■ Direction
Resume the passage on the risks of foreign securities, picking up right after its final sentence.

==== Text provided

These markets may be subject to greater influence by adverse events generally
affecting the market, and by large investors trading significant blocks of
securities, than is usual in the United States. Sanctions imposed by the U.S. or
a foreign country may restrict the Fund’s ability to purchase or sell foreign
securities or may require the Fund to divest its holdings in foreign securities,
which could adversely affect the value or liquidity of such holdings. The
imposition of sanctions could also adversely affect global sectors and economies
and thereby negatively affect the value of the Fund’s investments beyond any
direct exposure to the countries or regions subject to the sanctions.
In
addition, the securities markets of some foreign countries may be closed on
certain days when the Fund is open for business, including during normal trading
days and on certain days (e.g., local
holidays). When the Fund holds securities traded in foreign markets, the market
price for the Fund’s shares may be based on the last quoted price of securities
traded on a foreign exchange, which may cause a deviation between the market
price of the Fund’s share and the NAV per share, which could cause the Fund’s
shares to trade at a larger premium or discount. In addition, when a foreign
exchange is closed for trading, such as for local holidays, the Fund will be
unable to add to or exit its positions in certain foreign securities even though
it may otherwise be attractive to do so.
Securities
registration, custody, and settlement may in some instances be subject to delays
and legal and administrative uncertainties. Foreign investment in the securities
markets of certain foreign countries is restricted or controlled to varying
degrees. These restrictions or controls may at times limit or preclude
investment in certain securities and may increase the costs and expenses of the
Fund. In addition, the repatriation of investment income, capital or the
proceeds of sales of securities from certain countries is controlled under
regulations, including in some cases the need for certain advance government
notification or authority, and if a deterioration occurs in a country’s balance
of payments, the country could impose temporary restrictions on foreign capital
remittances. Income from
17
certain
investments held by the Fund could be reduced by foreign income taxes, including
withholding taxes.

========
==== Data shown

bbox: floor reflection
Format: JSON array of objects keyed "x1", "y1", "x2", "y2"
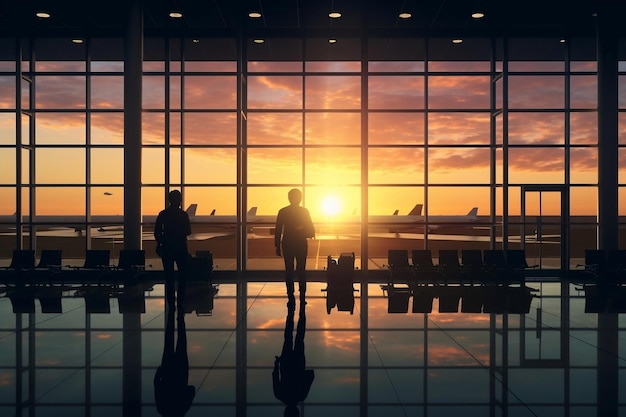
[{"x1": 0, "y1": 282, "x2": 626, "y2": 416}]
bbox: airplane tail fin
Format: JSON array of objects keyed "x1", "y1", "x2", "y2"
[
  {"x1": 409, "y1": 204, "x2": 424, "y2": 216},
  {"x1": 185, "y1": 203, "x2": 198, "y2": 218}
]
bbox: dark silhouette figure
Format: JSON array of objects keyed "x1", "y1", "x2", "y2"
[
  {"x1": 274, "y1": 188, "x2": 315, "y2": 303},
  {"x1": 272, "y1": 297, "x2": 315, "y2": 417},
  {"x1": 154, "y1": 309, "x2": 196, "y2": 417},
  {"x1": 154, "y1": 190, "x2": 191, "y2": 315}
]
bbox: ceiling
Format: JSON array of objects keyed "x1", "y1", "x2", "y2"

========
==== Data shown

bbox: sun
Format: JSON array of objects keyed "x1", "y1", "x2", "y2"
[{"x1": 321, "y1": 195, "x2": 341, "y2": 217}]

========

■ The output
The
Fund also could be adversely affected by delays in, or a refusal to grant, any
required governmental approval for repatriation, as well as by the application
to it of other restrictions on investment. Investing in local markets may
require the Fund to adopt special procedures or seek local governmental
approvals or other actions, any of which may involve additional costs to the
Fund. These factors may affect the liquidity of the Fund’s investments in any
country and the Adviser will monitor the effect of any such factor or factors on
the Fund’s investments. Transaction costs, including brokerage commissions for
transactions both on and off the securities exchanges, in many foreign countries
are generally higher than in the United States.
Issuers
of securities in foreign jurisdictions are generally not subject to the same
degree of regulation as are U.S. issuers with respect to such matters as insider
trading rules, restrictions on market manipulation, shareholder proxy
requirements, and timely disclosure of information. The reporting, accounting,
and auditing standards of foreign countries may differ, in some cases
significantly, from U.S. standards in important respects, and less information
may be available to investors in securities of foreign issuers than to investors
in U.S. securities. Substantially less information is publicly available about
certain non‑U.S. issuers than is available about most U.S. issuers.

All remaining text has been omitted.